_AIM OF THE TASK:_ Output exactly the lines that come between the start of the material and the line containing "find pasture |", both ends included, with the pictures omitted.

_DATA EXTRACTS:_
- - -
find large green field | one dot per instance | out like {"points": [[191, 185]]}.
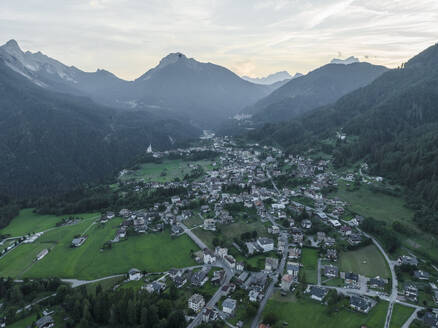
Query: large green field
{"points": [[309, 259], [231, 231], [304, 313], [400, 314], [389, 209], [28, 221], [166, 171], [375, 204], [366, 261], [150, 252]]}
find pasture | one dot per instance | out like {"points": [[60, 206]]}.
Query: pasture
{"points": [[309, 259], [366, 261], [166, 171], [150, 252], [400, 314], [28, 221], [305, 313]]}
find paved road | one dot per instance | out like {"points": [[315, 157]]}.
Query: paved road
{"points": [[195, 238], [27, 307], [269, 290], [319, 272], [411, 319], [76, 283], [273, 183], [215, 298], [393, 296]]}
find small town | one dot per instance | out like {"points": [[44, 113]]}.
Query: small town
{"points": [[290, 248]]}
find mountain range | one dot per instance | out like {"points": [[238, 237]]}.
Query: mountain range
{"points": [[320, 87], [201, 92], [272, 78], [392, 124]]}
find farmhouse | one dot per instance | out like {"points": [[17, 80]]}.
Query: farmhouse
{"points": [[77, 242], [286, 282], [421, 275], [271, 264], [294, 253], [209, 256], [41, 254], [196, 302], [317, 293], [199, 278], [377, 283], [267, 244], [155, 287], [45, 322], [331, 271], [134, 274], [360, 304], [351, 279], [209, 224], [407, 260], [293, 269], [229, 306]]}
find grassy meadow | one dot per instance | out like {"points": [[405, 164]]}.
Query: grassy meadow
{"points": [[366, 261], [305, 313], [28, 221], [149, 252], [166, 171], [389, 209]]}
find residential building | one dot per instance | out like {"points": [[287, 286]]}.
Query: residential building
{"points": [[196, 302], [267, 244], [229, 306]]}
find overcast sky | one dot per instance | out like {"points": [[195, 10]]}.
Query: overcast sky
{"points": [[251, 37]]}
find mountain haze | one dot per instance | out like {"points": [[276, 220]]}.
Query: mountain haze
{"points": [[51, 142], [392, 124], [320, 87], [272, 78], [185, 88]]}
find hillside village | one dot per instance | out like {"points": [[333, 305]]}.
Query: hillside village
{"points": [[295, 250]]}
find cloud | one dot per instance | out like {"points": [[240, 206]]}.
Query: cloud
{"points": [[254, 37]]}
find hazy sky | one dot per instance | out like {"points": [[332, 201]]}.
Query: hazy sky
{"points": [[252, 37]]}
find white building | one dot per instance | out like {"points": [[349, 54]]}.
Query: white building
{"points": [[196, 302], [41, 254], [267, 244], [229, 306], [134, 274], [209, 257]]}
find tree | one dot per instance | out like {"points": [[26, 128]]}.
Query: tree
{"points": [[270, 318], [176, 320], [132, 314]]}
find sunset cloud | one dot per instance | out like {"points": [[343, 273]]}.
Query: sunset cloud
{"points": [[254, 37]]}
- - -
_EXERCISE SOLUTION:_
find large green field | one dot per instance | out like {"points": [[191, 185]]}.
Query: large green field
{"points": [[309, 259], [231, 231], [304, 313], [400, 314], [389, 209], [28, 221], [166, 171], [375, 204], [366, 261], [150, 252]]}
find pasture | one dot per instance | out like {"points": [[60, 206]]}.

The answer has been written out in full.